EXTRACT PROVIDED
Undiscovered is the debut album from American singer Brooke Hogan, released on October 24, 2006 by Storch Music Company and SoBe Entertainment. The album sold 30,000 copies in its first week, debuting at No. 28. As of April 2007, the album had sold a total of 127,000 copies. The album was going to be re-released in 2007 along with a new single, but instead Hogan decided to begin work on her second album.

Background
Brooke Hogan first signed a record deal with Trans Continental Records in 2002. She began work on her debut album in mid-2003 and had an album recorded and ready to be released in September 2004. Unfortunately for Brooke, after her first single "Everything to Me", bombed the charts, the release of her debut album This Voice was canceled and she was dropped from the label. Two years later, Hogan signed to Storch Music Company, as well as SoBe Entertainment to release her debut album, which she had been recording for three years.

Recording
Hogan recorded the album in Miami, Florida with producer Scott Storch. The song "Beautiful Transformation" was originally to feature a rap by Stacks, but they changed it at the last minute to feature the original lyrics written for the song and sung by Hogan. Brooke stated in August 2007 that she was very unhappy with the record, and she also felt it did not reflect her as an artist like her second album.

(Object pointing dataset rows)
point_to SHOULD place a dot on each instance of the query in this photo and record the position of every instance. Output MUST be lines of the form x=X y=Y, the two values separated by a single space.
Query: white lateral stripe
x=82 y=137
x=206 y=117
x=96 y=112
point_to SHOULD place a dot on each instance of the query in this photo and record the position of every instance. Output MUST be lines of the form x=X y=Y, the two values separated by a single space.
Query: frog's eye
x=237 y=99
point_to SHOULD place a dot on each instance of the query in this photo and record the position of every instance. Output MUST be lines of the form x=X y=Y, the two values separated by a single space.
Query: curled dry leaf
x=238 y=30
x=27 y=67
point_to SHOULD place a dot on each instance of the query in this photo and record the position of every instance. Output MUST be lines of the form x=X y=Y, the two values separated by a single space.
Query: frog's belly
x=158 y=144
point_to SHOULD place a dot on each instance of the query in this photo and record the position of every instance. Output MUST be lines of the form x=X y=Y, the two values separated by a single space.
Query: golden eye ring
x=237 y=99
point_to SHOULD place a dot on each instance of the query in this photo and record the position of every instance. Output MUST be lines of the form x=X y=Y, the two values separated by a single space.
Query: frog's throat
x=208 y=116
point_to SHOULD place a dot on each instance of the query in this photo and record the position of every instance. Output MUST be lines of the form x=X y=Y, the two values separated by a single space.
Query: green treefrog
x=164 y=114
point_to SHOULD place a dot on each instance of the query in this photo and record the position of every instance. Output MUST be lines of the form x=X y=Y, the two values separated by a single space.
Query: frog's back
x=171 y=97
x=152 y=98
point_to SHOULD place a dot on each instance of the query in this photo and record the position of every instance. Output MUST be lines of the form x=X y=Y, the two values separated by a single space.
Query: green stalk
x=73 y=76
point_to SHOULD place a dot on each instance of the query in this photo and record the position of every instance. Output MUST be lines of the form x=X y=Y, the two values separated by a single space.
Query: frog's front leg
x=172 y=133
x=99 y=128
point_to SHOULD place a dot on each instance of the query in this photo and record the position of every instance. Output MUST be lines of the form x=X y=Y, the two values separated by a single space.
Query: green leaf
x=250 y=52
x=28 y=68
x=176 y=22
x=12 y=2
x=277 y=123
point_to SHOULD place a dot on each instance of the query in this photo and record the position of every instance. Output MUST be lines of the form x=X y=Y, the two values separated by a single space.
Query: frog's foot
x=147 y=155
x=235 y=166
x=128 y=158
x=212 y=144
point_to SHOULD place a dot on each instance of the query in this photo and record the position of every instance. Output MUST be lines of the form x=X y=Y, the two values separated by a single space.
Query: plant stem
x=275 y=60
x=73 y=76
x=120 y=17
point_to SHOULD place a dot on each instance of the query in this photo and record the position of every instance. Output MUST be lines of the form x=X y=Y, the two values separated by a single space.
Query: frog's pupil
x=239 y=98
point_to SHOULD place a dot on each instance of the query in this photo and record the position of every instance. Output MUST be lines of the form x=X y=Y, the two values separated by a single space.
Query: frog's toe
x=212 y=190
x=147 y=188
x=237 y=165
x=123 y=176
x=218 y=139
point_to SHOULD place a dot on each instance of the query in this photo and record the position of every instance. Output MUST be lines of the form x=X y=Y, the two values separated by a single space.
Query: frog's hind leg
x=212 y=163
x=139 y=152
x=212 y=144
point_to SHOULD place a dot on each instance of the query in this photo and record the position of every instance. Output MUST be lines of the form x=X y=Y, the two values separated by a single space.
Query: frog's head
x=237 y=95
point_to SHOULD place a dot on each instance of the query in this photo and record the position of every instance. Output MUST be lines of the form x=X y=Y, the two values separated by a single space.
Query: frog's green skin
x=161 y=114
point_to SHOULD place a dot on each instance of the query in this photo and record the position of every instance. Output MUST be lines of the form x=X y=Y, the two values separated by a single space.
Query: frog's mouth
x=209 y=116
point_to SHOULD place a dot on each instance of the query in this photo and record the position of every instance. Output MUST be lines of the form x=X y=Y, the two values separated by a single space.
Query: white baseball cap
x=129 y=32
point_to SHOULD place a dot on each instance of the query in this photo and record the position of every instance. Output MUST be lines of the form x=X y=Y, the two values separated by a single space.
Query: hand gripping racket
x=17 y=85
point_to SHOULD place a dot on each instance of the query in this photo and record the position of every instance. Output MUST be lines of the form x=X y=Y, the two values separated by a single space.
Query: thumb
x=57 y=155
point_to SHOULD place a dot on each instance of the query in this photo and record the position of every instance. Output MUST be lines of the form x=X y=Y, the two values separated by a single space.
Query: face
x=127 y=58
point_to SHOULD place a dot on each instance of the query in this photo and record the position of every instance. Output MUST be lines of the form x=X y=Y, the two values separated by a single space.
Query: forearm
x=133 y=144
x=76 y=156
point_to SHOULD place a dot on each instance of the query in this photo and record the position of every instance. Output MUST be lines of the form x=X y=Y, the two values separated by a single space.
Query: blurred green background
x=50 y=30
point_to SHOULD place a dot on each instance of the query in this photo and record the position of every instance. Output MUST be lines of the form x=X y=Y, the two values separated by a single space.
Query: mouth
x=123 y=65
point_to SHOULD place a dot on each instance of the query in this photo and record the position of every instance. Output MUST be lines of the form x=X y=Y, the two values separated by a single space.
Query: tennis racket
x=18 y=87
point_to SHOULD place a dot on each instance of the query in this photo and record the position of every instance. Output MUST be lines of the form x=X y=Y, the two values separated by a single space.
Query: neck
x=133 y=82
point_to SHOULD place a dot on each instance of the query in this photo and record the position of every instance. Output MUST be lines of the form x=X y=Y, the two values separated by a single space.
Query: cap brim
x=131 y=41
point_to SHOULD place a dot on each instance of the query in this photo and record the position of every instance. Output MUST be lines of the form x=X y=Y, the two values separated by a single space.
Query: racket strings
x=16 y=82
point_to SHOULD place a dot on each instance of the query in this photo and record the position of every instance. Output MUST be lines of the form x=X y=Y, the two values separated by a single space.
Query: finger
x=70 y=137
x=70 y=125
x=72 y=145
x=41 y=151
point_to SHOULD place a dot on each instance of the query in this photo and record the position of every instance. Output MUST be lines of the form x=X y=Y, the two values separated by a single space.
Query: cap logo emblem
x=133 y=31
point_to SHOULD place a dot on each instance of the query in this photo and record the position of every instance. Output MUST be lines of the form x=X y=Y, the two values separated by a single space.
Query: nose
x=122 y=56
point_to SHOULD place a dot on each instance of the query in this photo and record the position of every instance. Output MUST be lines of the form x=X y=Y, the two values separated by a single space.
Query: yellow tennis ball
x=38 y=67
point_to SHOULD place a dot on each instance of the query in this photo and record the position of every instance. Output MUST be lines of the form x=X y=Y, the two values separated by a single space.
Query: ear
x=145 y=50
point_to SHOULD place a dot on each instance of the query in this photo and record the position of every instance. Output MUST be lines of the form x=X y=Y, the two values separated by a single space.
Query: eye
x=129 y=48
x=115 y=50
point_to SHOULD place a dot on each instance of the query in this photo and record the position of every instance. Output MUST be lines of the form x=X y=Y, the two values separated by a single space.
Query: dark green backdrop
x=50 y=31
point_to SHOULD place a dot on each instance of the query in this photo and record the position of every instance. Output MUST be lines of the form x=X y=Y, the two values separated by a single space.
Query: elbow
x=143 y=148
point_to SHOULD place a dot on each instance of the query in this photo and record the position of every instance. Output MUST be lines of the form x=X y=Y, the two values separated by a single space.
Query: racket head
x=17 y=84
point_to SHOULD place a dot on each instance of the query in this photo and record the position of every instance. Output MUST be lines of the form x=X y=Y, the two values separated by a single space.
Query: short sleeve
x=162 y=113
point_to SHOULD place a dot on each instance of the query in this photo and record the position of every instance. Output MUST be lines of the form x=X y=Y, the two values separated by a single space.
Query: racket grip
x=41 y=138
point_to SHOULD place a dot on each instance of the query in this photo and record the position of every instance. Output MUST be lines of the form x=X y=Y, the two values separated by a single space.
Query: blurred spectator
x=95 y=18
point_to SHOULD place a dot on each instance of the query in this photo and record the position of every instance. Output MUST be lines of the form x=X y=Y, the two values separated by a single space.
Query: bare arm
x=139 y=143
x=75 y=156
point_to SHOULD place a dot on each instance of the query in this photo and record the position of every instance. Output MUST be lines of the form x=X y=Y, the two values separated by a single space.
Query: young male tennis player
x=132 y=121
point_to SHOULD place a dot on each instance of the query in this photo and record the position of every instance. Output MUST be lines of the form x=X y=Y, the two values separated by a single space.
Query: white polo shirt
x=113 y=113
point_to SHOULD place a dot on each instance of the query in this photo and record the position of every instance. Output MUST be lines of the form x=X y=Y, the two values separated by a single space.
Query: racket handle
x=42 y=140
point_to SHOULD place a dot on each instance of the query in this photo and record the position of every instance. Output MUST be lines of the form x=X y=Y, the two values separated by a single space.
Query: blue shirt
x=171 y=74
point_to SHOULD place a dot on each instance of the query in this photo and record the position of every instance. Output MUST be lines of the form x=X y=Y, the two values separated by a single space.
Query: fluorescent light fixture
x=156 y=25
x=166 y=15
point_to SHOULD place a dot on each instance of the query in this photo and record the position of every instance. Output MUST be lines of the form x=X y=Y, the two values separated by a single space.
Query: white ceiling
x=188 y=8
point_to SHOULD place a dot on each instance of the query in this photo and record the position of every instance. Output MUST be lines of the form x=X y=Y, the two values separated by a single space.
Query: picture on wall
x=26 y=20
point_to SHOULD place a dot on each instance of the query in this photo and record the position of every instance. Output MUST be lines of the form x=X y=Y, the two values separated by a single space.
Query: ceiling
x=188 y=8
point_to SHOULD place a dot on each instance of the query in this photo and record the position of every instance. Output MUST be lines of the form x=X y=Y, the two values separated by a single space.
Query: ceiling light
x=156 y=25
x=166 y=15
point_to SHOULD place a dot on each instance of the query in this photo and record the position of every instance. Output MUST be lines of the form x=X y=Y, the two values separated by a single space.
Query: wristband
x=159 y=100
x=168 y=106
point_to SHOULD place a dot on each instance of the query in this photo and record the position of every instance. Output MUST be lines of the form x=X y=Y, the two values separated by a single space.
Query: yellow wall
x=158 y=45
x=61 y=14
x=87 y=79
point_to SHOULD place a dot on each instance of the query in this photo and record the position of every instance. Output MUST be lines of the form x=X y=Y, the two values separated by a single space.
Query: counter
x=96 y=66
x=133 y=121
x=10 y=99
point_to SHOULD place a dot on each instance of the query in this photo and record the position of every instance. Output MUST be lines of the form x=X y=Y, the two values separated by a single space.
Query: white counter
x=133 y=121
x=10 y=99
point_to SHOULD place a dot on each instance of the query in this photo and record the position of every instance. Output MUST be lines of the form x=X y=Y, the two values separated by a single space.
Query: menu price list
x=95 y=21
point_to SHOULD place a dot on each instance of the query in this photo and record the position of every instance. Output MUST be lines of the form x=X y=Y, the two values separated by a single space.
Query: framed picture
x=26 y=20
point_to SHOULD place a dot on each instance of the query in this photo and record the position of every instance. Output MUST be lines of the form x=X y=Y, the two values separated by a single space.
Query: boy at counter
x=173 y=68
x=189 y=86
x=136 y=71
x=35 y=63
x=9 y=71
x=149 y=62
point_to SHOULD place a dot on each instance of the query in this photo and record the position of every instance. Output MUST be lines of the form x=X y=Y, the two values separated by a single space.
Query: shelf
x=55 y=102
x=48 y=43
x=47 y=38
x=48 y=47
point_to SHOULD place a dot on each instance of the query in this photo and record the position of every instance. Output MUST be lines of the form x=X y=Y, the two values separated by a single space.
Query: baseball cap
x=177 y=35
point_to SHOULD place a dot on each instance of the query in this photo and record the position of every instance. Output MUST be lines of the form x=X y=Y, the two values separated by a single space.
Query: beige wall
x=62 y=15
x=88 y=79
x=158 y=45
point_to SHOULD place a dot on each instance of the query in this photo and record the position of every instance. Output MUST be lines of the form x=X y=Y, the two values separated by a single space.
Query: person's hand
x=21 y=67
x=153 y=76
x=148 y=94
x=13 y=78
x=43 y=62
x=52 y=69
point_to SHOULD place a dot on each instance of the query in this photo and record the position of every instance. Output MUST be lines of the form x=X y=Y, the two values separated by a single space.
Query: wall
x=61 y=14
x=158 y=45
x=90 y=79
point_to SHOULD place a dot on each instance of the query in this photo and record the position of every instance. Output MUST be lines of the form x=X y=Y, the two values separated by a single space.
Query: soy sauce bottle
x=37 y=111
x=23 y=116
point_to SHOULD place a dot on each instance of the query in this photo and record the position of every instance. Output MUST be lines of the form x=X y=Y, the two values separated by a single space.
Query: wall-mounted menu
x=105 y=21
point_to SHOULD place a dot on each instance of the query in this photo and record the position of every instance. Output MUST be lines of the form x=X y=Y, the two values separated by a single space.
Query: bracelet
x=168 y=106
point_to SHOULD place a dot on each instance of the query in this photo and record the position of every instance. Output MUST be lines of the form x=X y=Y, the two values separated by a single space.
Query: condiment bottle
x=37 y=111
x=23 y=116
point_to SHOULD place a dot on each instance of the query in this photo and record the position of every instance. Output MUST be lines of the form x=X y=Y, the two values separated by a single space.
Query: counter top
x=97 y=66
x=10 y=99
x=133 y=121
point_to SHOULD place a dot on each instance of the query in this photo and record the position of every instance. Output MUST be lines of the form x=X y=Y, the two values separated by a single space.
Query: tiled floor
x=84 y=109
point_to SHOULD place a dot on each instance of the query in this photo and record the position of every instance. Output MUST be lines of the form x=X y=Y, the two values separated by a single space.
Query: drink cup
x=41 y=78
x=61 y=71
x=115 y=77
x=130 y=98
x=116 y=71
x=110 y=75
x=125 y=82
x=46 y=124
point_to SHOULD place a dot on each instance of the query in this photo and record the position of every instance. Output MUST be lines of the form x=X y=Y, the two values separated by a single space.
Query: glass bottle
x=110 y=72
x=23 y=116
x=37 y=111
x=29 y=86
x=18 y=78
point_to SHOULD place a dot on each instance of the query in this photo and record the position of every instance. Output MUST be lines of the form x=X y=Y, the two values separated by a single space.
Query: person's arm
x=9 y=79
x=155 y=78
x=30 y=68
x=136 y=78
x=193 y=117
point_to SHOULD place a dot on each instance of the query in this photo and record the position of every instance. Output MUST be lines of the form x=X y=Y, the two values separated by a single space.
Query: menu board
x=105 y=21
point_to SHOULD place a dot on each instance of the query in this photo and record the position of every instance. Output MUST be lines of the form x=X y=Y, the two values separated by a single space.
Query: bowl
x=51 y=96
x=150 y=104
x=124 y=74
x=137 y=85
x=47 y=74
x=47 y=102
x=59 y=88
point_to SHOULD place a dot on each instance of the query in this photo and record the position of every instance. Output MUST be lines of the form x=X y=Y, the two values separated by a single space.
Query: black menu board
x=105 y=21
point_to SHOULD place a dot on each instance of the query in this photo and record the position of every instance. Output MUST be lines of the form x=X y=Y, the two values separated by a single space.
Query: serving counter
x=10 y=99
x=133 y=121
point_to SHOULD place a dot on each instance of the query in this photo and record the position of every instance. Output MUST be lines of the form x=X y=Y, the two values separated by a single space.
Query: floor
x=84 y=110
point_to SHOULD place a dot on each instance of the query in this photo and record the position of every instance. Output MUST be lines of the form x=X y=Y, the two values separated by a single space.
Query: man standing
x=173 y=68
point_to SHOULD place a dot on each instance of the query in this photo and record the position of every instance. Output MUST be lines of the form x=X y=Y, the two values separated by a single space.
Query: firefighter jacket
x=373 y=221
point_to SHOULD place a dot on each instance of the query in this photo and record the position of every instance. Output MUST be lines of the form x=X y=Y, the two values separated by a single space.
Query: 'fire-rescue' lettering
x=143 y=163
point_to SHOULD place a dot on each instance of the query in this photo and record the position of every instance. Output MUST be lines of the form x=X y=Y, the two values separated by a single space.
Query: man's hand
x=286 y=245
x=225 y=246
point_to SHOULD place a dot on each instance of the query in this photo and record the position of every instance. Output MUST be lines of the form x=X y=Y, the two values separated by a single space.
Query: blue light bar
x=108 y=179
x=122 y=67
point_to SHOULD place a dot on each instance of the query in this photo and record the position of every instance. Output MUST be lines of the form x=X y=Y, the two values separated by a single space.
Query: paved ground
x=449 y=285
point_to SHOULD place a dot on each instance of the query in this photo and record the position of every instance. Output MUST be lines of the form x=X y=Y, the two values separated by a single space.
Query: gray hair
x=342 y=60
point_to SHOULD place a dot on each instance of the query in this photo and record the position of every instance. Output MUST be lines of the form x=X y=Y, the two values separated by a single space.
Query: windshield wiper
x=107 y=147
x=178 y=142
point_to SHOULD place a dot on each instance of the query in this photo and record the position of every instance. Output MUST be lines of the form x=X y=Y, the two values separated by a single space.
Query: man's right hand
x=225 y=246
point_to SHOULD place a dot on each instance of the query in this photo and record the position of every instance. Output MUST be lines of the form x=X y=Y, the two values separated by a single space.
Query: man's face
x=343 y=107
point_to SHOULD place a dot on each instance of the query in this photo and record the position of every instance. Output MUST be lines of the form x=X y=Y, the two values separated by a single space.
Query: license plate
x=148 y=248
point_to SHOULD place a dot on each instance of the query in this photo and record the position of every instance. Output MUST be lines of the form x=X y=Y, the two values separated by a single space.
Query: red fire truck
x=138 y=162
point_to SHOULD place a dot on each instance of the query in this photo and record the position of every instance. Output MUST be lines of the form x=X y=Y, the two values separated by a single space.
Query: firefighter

WRITTEN TASK A
Rewrite the text on Undiscovered from "Undiscovered is the" to "on her second album.", renaming "Storch Music Company" as "Storch Music Group".
WRITTEN TASK B
According to the text on Undiscovered, in which city and state was the album recorded?
WRITTEN TASK C
Name every record label mentioned in the text on Undiscovered.
The material is drawn from a separate source unrelated to the text on Undiscovered.

RESULT A
Undiscovered is the debut album from American singer Brooke Hogan, released on October 24, 2006 by Storch Music Group and SoBe Entertainment. The album sold 30,000 copies in its first week, debuting at No. 28. As of April 2007, the album had sold a total of 127,000 copies. The album was going to be re-released in 2007 along with a new single, but instead Hogan decided to begin work on her second album.

RESULT B
Miami, Florida

RESULT C
Trans Continental Records, Storch Music Company, SoBe Entertainment